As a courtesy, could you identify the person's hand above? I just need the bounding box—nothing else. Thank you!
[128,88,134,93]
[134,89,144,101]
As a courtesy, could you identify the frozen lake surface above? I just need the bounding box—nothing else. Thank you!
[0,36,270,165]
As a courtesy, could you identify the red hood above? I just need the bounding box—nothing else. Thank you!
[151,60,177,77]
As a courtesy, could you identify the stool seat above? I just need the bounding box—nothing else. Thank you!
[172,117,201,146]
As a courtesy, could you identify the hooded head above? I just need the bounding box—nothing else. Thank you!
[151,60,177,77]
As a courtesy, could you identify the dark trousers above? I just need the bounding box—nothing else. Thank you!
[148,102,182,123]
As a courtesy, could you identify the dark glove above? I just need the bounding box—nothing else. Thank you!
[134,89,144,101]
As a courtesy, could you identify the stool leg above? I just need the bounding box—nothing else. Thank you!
+===+
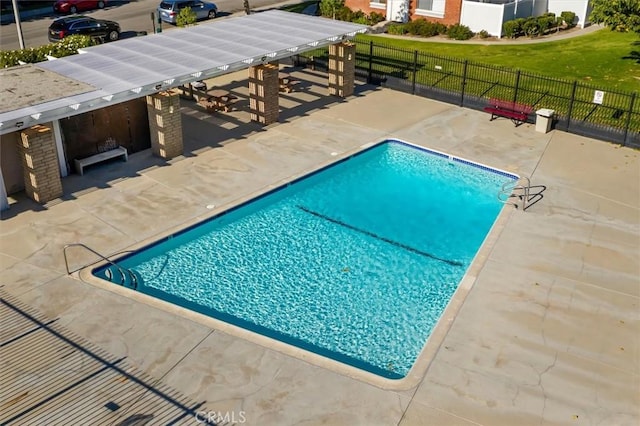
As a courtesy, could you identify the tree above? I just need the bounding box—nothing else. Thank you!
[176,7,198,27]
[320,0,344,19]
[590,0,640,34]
+===+
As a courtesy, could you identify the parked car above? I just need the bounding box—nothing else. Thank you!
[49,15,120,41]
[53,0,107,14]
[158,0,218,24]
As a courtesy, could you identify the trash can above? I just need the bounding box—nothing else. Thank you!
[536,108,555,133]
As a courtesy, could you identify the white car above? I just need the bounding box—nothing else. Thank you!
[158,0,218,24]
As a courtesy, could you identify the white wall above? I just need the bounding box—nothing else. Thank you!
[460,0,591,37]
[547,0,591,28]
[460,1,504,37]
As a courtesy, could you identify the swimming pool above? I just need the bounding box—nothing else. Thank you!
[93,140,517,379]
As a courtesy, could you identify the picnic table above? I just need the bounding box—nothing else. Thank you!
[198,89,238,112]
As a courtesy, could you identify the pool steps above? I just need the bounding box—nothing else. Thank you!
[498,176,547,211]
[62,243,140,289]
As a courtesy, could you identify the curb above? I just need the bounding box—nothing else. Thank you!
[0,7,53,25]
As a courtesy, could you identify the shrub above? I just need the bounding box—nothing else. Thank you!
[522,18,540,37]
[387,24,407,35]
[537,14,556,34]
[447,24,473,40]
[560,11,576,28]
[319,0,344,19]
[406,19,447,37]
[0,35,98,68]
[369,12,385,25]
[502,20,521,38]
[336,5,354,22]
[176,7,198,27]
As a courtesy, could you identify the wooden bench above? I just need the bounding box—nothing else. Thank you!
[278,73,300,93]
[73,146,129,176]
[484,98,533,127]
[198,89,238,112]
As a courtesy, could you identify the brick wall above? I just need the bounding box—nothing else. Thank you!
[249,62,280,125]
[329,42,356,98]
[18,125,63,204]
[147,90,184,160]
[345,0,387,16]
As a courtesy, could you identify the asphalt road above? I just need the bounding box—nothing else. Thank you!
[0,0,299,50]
+===+
▸ **Task prompt**: Copy out, word for word, everything from the row that contains "As a courtesy, could you identify the wooden" down to the row that contains "[0,0,299,50]", with both of those rows included.

▸ **Completed exercise**:
As a courtesy, could you identify the wooden bench above? I just need the bounding box—nothing else. Thank you!
[278,73,300,93]
[73,146,129,176]
[484,98,533,127]
[198,89,238,112]
As a courtesy, could you identify the brick wall above? I just need the bounding box—nothing else. Thank you!
[249,62,280,125]
[329,42,356,98]
[18,125,63,204]
[147,90,184,160]
[345,0,387,16]
As a courtesy, could you identify the asphalt road above? I just need the bounding box—nothing else. Thank you!
[0,0,299,50]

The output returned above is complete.